>> START RECORDS FOR THE TASK
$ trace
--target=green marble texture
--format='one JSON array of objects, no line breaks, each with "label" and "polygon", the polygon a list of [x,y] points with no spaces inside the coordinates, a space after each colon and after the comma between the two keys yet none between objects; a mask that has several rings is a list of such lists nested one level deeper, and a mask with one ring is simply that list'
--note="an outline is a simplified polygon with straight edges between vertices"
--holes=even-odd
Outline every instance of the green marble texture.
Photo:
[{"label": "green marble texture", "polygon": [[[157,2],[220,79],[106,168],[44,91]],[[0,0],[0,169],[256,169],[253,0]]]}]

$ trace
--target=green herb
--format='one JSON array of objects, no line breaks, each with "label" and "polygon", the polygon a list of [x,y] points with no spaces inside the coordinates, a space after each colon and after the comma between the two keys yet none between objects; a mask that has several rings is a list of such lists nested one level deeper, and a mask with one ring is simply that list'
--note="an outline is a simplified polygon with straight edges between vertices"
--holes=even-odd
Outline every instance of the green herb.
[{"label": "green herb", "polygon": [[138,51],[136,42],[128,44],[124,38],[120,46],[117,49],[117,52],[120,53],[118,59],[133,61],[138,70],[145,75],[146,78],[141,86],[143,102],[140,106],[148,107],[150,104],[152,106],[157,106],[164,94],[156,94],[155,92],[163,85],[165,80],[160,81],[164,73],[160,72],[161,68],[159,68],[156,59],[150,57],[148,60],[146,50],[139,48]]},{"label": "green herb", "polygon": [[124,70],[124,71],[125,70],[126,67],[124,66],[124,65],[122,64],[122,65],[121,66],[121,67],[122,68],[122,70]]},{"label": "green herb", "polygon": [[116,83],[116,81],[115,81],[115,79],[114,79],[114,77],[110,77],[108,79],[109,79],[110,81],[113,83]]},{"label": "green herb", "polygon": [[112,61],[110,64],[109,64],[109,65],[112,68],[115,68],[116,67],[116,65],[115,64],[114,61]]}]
>> END RECORDS FOR THE TASK
>> START RECORDS FOR THE TASK
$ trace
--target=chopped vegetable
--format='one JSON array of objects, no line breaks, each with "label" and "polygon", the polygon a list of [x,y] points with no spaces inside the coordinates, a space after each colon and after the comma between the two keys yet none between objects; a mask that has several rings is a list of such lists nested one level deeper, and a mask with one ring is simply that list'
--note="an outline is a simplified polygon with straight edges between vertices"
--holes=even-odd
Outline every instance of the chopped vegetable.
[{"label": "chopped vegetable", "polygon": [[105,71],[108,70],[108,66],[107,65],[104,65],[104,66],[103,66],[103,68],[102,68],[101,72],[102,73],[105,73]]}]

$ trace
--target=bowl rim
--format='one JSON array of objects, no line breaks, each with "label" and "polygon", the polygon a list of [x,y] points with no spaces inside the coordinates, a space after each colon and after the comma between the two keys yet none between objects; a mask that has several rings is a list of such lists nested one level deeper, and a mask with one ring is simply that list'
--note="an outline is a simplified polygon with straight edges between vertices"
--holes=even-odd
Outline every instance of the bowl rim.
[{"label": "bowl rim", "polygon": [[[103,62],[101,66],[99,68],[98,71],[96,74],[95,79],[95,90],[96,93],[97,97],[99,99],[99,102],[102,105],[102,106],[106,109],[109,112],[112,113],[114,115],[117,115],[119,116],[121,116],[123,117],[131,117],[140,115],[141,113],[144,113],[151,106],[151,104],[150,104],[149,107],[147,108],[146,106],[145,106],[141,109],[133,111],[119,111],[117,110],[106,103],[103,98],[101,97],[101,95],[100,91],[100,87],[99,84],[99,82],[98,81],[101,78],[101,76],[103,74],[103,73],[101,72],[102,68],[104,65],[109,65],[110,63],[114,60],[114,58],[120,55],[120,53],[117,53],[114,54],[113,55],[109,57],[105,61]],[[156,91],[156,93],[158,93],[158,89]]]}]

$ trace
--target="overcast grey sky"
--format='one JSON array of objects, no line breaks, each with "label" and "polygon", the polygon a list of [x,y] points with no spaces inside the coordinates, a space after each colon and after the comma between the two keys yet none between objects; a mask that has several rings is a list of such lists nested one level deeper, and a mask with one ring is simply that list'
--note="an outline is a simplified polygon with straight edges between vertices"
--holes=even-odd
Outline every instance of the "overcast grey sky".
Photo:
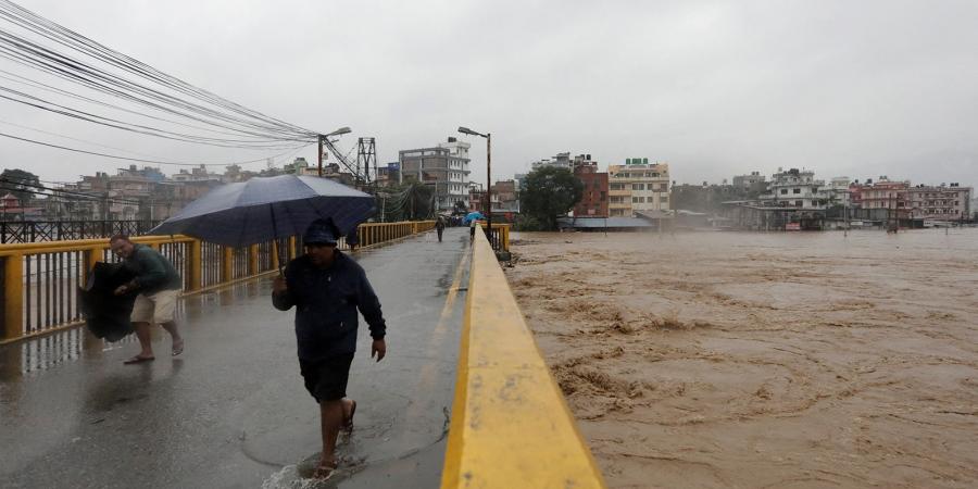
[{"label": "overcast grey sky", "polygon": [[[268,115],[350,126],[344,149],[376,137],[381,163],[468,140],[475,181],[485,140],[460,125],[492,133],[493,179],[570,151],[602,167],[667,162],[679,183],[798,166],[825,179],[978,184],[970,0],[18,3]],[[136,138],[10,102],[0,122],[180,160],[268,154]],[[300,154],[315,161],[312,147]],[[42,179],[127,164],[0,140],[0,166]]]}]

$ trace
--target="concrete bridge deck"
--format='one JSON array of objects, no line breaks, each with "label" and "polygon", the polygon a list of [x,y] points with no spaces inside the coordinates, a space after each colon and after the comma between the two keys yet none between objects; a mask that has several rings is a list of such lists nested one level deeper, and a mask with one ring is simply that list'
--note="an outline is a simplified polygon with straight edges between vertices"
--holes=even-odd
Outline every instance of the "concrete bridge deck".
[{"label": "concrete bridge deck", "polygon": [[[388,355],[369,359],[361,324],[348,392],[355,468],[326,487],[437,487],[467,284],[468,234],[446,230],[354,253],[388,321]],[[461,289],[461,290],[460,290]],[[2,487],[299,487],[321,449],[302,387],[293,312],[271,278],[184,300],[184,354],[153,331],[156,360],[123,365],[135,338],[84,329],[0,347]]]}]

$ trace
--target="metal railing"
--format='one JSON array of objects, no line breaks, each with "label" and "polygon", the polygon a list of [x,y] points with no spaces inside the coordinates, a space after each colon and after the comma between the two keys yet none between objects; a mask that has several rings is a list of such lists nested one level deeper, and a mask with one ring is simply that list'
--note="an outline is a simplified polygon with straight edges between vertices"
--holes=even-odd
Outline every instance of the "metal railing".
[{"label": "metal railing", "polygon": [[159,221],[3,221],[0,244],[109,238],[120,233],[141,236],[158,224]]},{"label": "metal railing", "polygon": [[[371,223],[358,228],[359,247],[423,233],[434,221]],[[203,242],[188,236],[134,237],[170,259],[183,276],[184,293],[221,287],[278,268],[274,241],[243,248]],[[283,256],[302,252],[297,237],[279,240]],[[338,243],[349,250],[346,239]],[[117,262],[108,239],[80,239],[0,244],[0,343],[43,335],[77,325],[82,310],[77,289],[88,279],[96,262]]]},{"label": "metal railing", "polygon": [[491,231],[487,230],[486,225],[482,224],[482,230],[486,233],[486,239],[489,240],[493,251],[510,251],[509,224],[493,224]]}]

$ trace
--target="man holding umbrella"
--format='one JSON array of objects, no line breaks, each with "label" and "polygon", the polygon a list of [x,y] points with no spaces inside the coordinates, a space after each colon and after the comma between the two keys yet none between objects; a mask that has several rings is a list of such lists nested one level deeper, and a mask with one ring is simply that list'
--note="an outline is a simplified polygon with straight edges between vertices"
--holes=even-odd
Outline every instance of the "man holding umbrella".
>> END RECORDS FOR THE TASK
* [PROBLEM STATEMENT]:
Which lines in the records contain the string "overcast"? Collect each of them and copy it out in full.

* [PROBLEM SOLUTION]:
--target="overcast grey sky"
Outline every instance of the "overcast grey sky".
[{"label": "overcast grey sky", "polygon": [[[268,115],[350,126],[344,149],[376,137],[381,163],[468,140],[475,181],[485,140],[460,125],[492,133],[493,179],[570,151],[602,167],[667,162],[679,183],[798,166],[825,179],[978,184],[970,0],[18,3]],[[136,138],[10,102],[0,122],[180,160],[268,154]],[[300,154],[315,161],[312,147]],[[42,179],[127,164],[0,140],[0,166]]]}]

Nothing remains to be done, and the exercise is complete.